» **What you need to do**
A – In the article about the WISE banquet, what was the banquet titled?
B – Continue the article about the WISE banquet from its last sentence.

» **Source text**
——

The College of Engineering celebrated its achievements in outreach as well as the receipt of a $3 million grant this year.
The UA’s Women in Science, Engineering and Technology program, also known as WISE, hosted the sixth annual Science and Engineering Excellence Banquet at the Riverpark Inn near downtown Tucson. The banquet, titled “Lighting the Way,” recognized staff, students and local companies and organizations that promote diversity in the fields of science, technology, engineering, mathematics and medicine.
“It is exciting and incredible to see an entire year of work come together for this banquet,” said November Papaleo, director of WISE and a lecturer in the Women’s Studies department. “There are so many people and organizations that help us, it feels that saying thank you is not enough so that is why we have this celebration.”
WISE aims to motivate female students to enter careers related to the science, engineering, technology and medical fields. But the program is open to any student interested in increasing diversity to the research community.
“I think that a lot of people sometimes see science and engineering as a male career,” said Ali Fischer, a nutritional sciences junior. “So I think that it is cool to represent women who are in the field as well.”
WISE organizes outreach programs for local middle and high schools. It also provides involvement opportunities for UA students, like mentoring programs and event hosting, to get Tucson’s youth interested in science.

——

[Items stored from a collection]
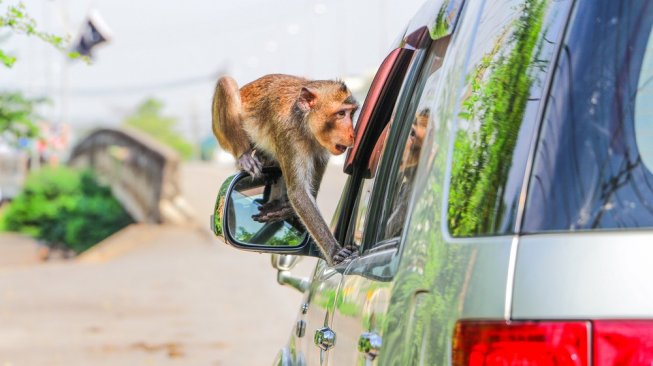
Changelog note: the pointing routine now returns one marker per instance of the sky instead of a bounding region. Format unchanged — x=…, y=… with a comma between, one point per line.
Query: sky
x=173, y=50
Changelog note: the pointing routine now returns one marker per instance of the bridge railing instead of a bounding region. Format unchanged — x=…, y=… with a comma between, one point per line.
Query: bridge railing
x=143, y=173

——

» **Answers by item**
A – "Lighting the Way"

B –
“My experience in WISE has been great,” said Alyssa Salanga, a physiology junior and intern with WISE. “You get to meet people who have the same interests as you and it is kind of like a little family.”
This academic year, WISE received a $3 million grant from the National Science Foundation to expand its outreach program to schools in the Pascua Yaqui Tribe for the next three years, according to Papaleo.
“We will be working hand and hand with local reservations and doing third through eighth grade mentoring,” Papaleo said.
In addition to recognizing the grant, WISE also handed out awards to staff, students and supporters for excellence in the technology and science fields over the last year. Madeline Saunders, president of WISE and a chemistry junior, won the Presidential Award for Service for her contributions in the program.
“I am very honored to get this award,” Saunders said. “I have been with WISE for a long time and I have seen so much improvement in the program and it has been great to be a part of it.”
Russell Chipman, a professor for the College of Optical Sciences and the event’s keynote speaker, said he has been encouraging more women to become doctoral candidates in his college. By doing so, he said, there will be more mentors for young women interested in studying science. In the past six years, Chipman has helped four doctoral students complete their degrees.
“What WISE is doing to help encourage women in both middle school and high school is so very important,” Chipman said. “Without an escalator of women coming into undergraduate school, graduate school and faculty positions, we won’t have the women mentors that we really need.”